- TEXT SEGMENT -
Ask a Content Strategist
Ask a Content Strategist: Where Should I Distribute My Content Marketing?
Welcome to your monthly edition of “Ask a Content Guy,” in which I answer all of your most pressing content questions and try to incorporate as many GIFs as possible.
Last month, I covered what content metrics really matter, and the month before that I decoded some game-changing marketing buzzwords.
Today, we’re tacking your content distribution questions, which seems appropriate since media Twitter is still having a collective freakout about Facebook’s decision to deprioritize content sites in the News Feed. I covered all the consequences here, and without a doubt, it hurts. It’s like being dumped by the most popular girl in school. Which is why we need a Mean Girls GIF to help us process our collective feelings.
Whew, I feel better. Let’s move on, examine some larger content distribution questions, and remind ourselves that there are other fish in the sea.

- TASK A -
According to the column, what did the writer cover last month?
- TASK B -
Set down a passage of the column word for word, beginning at the words "Welcome to your" and stopping after the words "GIFs as possible.".

- DATA SECTION -
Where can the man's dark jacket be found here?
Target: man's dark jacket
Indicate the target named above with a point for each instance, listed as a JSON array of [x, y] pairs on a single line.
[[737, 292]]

- COMPLETE OUTPUT A -
What content metrics really matter.

- COMPLETE OUTPUT B -
Welcome to your monthly edition of “Ask a Content Guy,” in which I answer all of your most pressing content questions and try to incorporate as many GIFs as possible.